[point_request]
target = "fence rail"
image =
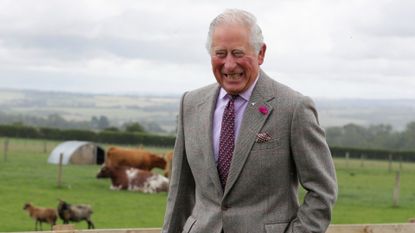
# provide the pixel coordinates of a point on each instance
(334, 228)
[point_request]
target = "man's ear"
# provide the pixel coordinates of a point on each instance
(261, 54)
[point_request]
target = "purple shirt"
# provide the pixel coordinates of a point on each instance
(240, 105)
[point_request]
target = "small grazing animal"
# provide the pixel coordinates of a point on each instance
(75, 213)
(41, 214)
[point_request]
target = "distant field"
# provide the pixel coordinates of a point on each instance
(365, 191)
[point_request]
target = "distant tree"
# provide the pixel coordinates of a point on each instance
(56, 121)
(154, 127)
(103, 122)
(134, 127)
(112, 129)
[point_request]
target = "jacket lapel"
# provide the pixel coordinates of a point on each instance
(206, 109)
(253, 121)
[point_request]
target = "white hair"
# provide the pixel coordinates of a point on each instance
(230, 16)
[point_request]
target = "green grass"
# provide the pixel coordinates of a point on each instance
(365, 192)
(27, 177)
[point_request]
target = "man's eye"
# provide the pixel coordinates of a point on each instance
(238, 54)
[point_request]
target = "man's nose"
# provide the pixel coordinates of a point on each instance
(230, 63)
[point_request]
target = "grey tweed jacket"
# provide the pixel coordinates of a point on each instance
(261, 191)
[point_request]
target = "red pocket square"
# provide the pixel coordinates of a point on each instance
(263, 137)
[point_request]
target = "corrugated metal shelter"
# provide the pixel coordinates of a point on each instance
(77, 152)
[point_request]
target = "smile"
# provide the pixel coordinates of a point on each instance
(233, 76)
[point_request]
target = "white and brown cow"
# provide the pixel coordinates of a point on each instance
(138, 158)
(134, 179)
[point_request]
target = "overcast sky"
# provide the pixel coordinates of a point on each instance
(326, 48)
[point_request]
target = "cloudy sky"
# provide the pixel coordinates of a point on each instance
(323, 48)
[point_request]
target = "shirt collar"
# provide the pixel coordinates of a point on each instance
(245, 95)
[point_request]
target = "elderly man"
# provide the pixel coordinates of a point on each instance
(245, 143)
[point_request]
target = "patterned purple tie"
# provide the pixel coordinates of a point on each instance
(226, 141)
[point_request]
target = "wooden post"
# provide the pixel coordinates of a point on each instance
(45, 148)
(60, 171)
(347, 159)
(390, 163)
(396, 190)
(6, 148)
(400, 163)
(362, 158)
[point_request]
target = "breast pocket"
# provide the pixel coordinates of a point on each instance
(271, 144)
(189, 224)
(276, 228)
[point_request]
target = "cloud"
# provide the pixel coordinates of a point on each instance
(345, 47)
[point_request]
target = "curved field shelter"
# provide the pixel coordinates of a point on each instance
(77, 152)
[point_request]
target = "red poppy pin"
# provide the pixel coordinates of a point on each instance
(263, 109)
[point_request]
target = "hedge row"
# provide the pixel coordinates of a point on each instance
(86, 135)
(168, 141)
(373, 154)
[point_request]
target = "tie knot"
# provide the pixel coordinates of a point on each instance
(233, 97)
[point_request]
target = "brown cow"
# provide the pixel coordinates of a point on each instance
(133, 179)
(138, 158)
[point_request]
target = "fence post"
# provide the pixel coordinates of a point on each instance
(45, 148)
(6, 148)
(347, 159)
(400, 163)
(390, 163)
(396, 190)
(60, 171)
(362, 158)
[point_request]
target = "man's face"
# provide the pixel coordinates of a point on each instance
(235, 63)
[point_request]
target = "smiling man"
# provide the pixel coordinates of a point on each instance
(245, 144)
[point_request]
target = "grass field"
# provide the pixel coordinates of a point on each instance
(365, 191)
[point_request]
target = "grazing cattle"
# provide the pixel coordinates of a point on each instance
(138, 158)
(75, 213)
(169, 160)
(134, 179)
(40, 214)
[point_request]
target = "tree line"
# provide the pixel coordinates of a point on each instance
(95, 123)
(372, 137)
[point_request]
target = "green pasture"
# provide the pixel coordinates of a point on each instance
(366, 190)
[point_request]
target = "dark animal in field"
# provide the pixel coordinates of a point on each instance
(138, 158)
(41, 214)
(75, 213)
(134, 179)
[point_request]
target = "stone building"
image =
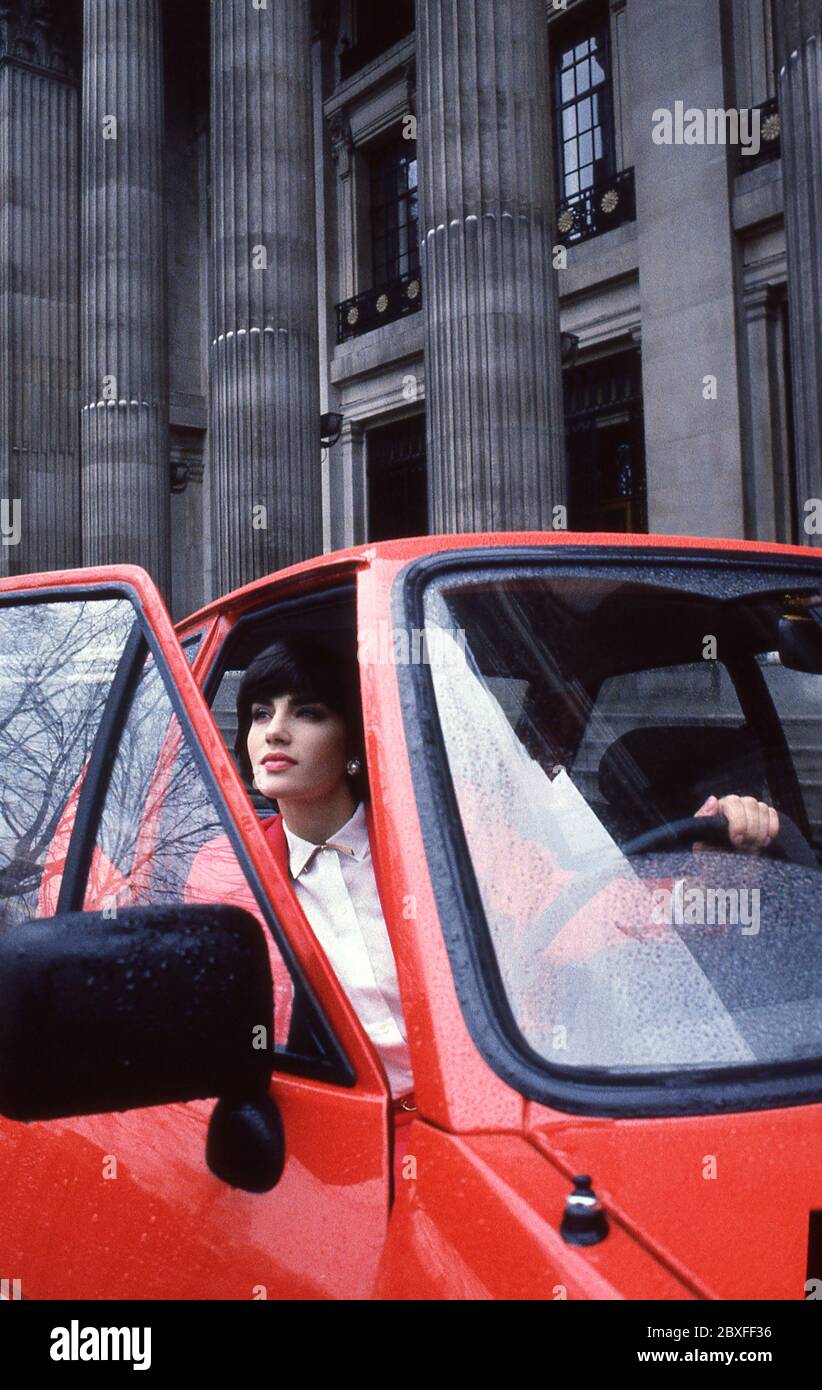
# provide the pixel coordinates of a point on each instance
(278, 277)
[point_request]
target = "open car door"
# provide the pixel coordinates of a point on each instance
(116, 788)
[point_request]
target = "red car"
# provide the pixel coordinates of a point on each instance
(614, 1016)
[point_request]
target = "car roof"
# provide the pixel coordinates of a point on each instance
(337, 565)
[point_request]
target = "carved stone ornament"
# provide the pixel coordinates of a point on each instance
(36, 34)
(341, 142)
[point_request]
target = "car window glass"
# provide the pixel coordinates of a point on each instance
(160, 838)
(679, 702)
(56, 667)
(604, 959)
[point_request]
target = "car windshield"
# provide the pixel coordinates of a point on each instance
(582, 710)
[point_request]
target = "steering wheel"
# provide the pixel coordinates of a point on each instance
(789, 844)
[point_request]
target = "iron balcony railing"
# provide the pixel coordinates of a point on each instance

:: Exercise task ::
The pictures should not be reproduced; quote all of the other material exactly.

:: Result of this task ::
[point_request]
target = "fence rail"
image =
# provide the pixel coordinates of a point on each instance
(334, 228)
[point_request]
target = "man's ear"
# provide the pixel coordinates of a point on each instance
(261, 54)
[point_request]
target = "purple shirt"
# provide the pixel coordinates of a point on each instance
(240, 105)
[point_request]
target = "small grazing animal"
# provide the pixel coordinates of a point on each instance
(75, 213)
(41, 214)
[point_request]
target = "distant field"
# provide the pixel coordinates of a point on each instance
(365, 191)
[point_request]
target = "distant tree"
# provide the pixel coordinates of a point on each instance
(56, 121)
(154, 127)
(103, 122)
(134, 127)
(112, 129)
[point_request]
target = "jacket lapel"
# provide the pixel coordinates of a point on each instance
(206, 109)
(253, 121)
[point_request]
target = "white hair"
# provide the pixel coordinates of a point on each instance
(230, 16)
[point_request]
target = "green grass"
# provide the pixel coordinates of a point on each instance
(365, 192)
(27, 177)
[point_request]
target = "man's eye"
# provide the pixel coordinates of a point on each instance
(238, 54)
[point_request]
target = "man's nose"
# provide the pixel coordinates of a point on each instance
(230, 63)
[point_request]
target = "grey tweed jacket"
# provide the pixel coordinates of a point on each instance
(261, 191)
[point_request]
target = "red pocket square"
# provide the pixel coordinates of a point on each instance
(263, 137)
[point_request]
target = "corrugated metal shelter"
# provide the pixel coordinates of a point on each instance
(77, 152)
[point_request]
target = "smile"
# provide the pixel coordinates of a point on each instance
(233, 76)
[point_request]
target = "white and brown cow"
# provide the pixel coordinates of a point on each instance
(138, 158)
(134, 179)
[point_request]
target = "overcast sky"
# provide the pixel coordinates of a point on each instance
(326, 48)
[point_request]
target = "cloudy sky"
# provide the pixel coordinates of a point on each instance
(323, 48)
[point_request]
target = "shirt collar"
# provide the pixel coordinates of a point on each instance
(245, 95)
[point_request]
target = "elderly man"
# provide the pixel coordinates of a point on each instance
(245, 143)
[point_request]
target = "patterned purple tie"
# provide the pixel coordinates of a point on each instance
(226, 141)
[point_request]
target = "wooden post"
# provide the pixel coordinates of a point on each instance
(45, 148)
(60, 171)
(347, 159)
(390, 163)
(396, 190)
(6, 148)
(400, 163)
(362, 158)
[point_request]
target = "breast pocket"
# provide the pixel coordinates of a point on each instance
(271, 144)
(189, 224)
(276, 228)
[point_request]
target = "cloud"
# provide the pixel coordinates of a point on each instance
(345, 47)
[point_request]
target = "curved field shelter"
# provide the pixel coordinates of a point on each instance
(77, 152)
[point_request]
target = "red poppy pin"
# provide the pixel coordinates of a point on each instance
(263, 109)
[point_request]
target = "hedge row"
# provide the pixel coordinates of a point on each instance
(86, 135)
(168, 141)
(373, 154)
[point_request]
target = "tie knot"
# provide the pixel coordinates of a point on each instance
(233, 97)
[point_request]
target = "brown cow"
# provide the pixel coordinates of a point on each instance
(133, 179)
(138, 158)
[point_request]
target = "fence post"
# provide the pixel coordinates of a point on each instance
(45, 148)
(6, 148)
(347, 159)
(400, 163)
(390, 163)
(396, 190)
(60, 171)
(362, 158)
[point_request]
target = "man's face"
# provide the pixel coordinates of a point on each instance
(235, 63)
[point_request]
target = "smiling man"
# provide the pixel coordinates of a point on each instance
(245, 144)
[point_request]
target = "grass field"
# provide the pixel coordinates of a point on each instance
(365, 191)
[point_request]
target = "grazing cattle"
# provide the pixel coordinates of a point on each instance
(138, 158)
(75, 213)
(169, 160)
(134, 179)
(40, 214)
[point_request]
target = "tree line"
# provide the pixel coordinates of a point on each instance
(95, 123)
(372, 137)
[point_request]
target = "green pasture"
# provide the pixel coordinates of a point on each instance
(366, 190)
[point_request]
target = "dark animal in field"
# provide the pixel coordinates of a point on each instance
(138, 158)
(41, 214)
(75, 213)
(134, 179)
[point_request]
target = "stone building"
image =
# provide the pixel coordinates of a point on each instance
(278, 277)
[point_request]
target = "open car door"
# provide the pixel coordinates of a point on each instance
(116, 788)
[point_request]
target = "red car"
# provide the pixel coordinates of a point on each instance
(614, 1016)
[point_request]
target = "car roof"
# provide the pixel coordinates of a point on each instance
(337, 565)
[point_request]
target = "carved stone ornament"
# provide the pixel coordinates of a point on each instance
(36, 34)
(341, 142)
[point_request]
target = "car window glass"
# provide the pixel coordinates of a point on each instance
(160, 838)
(679, 702)
(56, 667)
(604, 959)
[point_request]
target = "car windshield"
# provide the pixel coordinates of a point on each instance
(582, 710)
[point_request]
target = "steering wheel"
# provide the pixel coordinates of a point on each instance
(789, 844)
[point_request]
target = "iron balcony railing"
# provide the pixel coordinates of a point on each instance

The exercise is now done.